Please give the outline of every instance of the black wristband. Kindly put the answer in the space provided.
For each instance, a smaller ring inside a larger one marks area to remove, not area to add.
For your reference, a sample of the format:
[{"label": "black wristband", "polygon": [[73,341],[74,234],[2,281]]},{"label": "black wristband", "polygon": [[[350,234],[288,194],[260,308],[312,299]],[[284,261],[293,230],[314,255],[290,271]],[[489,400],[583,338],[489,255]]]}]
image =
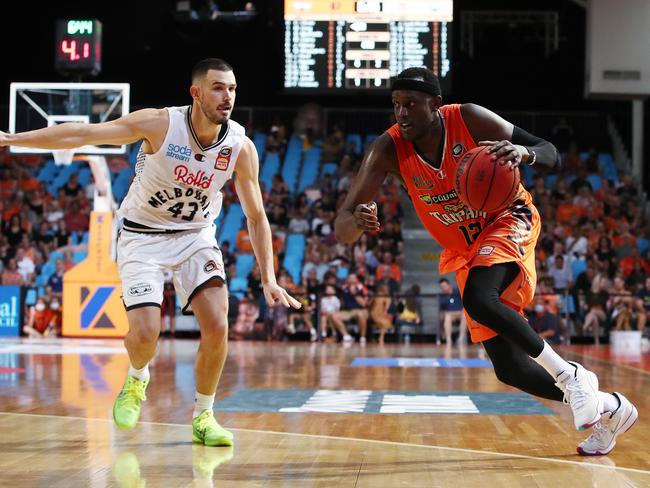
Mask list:
[{"label": "black wristband", "polygon": [[532,166],[533,164],[535,164],[535,161],[537,161],[537,153],[533,151],[530,147],[526,147],[526,151],[528,151],[528,161],[526,161],[526,164],[528,166]]}]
■ ■ ■
• _HOW TO COMPLETE THIS TASK_
Count every line in the records that holds "instance" and give that count by itself.

• _TASK RESPONSE_
2